Coordinate annotation entries
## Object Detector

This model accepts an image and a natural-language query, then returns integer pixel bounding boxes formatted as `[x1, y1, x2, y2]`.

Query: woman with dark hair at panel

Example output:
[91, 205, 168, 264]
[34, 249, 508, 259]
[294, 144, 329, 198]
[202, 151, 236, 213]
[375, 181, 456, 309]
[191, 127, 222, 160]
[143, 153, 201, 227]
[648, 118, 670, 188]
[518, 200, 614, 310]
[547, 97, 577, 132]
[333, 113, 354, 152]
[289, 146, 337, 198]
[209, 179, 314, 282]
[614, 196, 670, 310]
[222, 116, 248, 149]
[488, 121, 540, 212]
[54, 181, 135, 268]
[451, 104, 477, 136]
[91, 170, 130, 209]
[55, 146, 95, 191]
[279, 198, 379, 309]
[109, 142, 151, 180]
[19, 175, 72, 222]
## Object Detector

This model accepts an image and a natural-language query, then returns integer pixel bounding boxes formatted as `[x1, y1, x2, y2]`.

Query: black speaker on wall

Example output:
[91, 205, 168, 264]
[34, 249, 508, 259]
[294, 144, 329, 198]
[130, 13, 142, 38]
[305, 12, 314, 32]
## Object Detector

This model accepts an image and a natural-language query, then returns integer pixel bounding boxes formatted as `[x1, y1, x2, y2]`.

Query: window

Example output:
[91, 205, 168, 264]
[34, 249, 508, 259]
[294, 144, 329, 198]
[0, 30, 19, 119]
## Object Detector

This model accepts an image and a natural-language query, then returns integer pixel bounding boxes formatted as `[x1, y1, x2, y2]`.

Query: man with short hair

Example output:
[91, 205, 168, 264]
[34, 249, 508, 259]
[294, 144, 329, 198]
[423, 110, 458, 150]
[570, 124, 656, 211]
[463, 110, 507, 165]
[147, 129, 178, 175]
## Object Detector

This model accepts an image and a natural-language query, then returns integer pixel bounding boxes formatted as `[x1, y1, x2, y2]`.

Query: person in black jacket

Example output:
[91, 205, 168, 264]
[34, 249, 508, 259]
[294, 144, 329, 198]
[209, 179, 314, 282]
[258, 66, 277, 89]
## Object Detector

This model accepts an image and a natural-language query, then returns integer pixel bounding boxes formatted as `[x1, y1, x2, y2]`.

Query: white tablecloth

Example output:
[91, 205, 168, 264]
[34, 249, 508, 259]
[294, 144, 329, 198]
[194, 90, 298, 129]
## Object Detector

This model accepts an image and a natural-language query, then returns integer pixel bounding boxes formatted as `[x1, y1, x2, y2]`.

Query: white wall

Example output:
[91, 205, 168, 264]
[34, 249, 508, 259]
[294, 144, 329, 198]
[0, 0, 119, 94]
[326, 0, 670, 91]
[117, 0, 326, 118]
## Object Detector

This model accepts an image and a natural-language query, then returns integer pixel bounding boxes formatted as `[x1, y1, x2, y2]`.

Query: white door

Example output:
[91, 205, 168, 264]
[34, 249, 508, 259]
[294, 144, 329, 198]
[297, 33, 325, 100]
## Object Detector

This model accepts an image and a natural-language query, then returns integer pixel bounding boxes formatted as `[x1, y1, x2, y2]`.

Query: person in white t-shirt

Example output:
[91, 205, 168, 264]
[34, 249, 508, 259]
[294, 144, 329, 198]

### [WRITTEN TASK]
Revise the data above so that every "Object Detector" becomes "Box Locator", leaving everything else untouched.

### [RESPONSE BELOW]
## Box Locator

This model accepts an image and a natural-language query, then returns integer pixel bounding boxes formatted as `[x1, y1, x2, y2]`.

Query: woman with dark hair at panel

Example output:
[91, 205, 168, 264]
[34, 249, 508, 259]
[294, 144, 329, 198]
[202, 151, 236, 213]
[375, 181, 456, 309]
[191, 127, 222, 160]
[143, 153, 201, 227]
[648, 118, 670, 188]
[518, 200, 614, 310]
[547, 97, 577, 132]
[333, 113, 354, 152]
[289, 146, 337, 198]
[209, 179, 314, 282]
[614, 196, 670, 310]
[222, 116, 248, 149]
[488, 121, 540, 212]
[54, 181, 135, 268]
[451, 104, 477, 136]
[91, 170, 130, 209]
[55, 146, 95, 191]
[279, 198, 379, 309]
[109, 142, 151, 180]
[19, 175, 72, 222]
## Box Locator

This model accepts an image and a natural-language query, then returns integer pixel bounding boxes formatted as `[x1, y1, x2, y2]`.

Query: black speaker on wall

Example output:
[91, 205, 168, 264]
[34, 249, 508, 259]
[294, 144, 329, 198]
[130, 13, 142, 38]
[305, 12, 314, 32]
## Box Locator

This model accepts an image and a natural-language query, then returns integer pixel bounding boxes formatted as `[x1, y1, x2, y2]`.

Query: window

Example output:
[91, 205, 168, 264]
[34, 249, 508, 259]
[294, 144, 329, 198]
[0, 30, 19, 119]
## Box Locator

This model accepts an image and a natural-language query, then returns integer pixel bounding boxes formatted as `[x1, y1, x2, y2]`.

Query: man with short hair

Example output:
[91, 205, 168, 264]
[34, 249, 508, 259]
[294, 144, 329, 198]
[423, 110, 458, 150]
[570, 124, 656, 211]
[463, 110, 507, 165]
[147, 129, 178, 175]
## Box Locator

This model accepts an image and a natural-language query, then returns integer pixel bounding boxes formatted as `[x1, y1, x2, y2]`.

Query: person in black jacket

Example output:
[91, 205, 168, 264]
[34, 249, 508, 259]
[294, 144, 329, 198]
[209, 179, 314, 282]
[258, 66, 277, 89]
## Box Locator

This model accepts an image and a natural-language query, then returns integer pixel bounding boxes formatted as `[x1, y1, x2, y2]`.

Query: white tablecloth

Example output:
[91, 205, 168, 264]
[34, 249, 508, 259]
[294, 144, 329, 198]
[194, 90, 298, 129]
## Box Locator

This model accepts an image and a natural-language query, then returns integer pixel bounding boxes formatted as `[x1, y1, x2, y2]`.

Query: white wall

Example output:
[91, 205, 168, 264]
[34, 249, 508, 259]
[294, 144, 329, 198]
[0, 0, 119, 94]
[326, 0, 670, 91]
[117, 0, 326, 118]
## Box Locator

This model accepts an image and a natural-language query, then returns integer pixel bounding boxes formatted as `[x1, y1, x2, y2]`.

Query: white door

Example output:
[91, 205, 168, 264]
[34, 249, 508, 259]
[294, 144, 329, 198]
[297, 33, 325, 100]
## Box Locator

This model accepts an image and a natural-language query, then returns integer pixel bounding boxes formatted as `[x1, y1, x2, y2]`.

Query: person in white t-shirt

Example output:
[91, 205, 168, 264]
[34, 249, 508, 259]
[294, 144, 329, 198]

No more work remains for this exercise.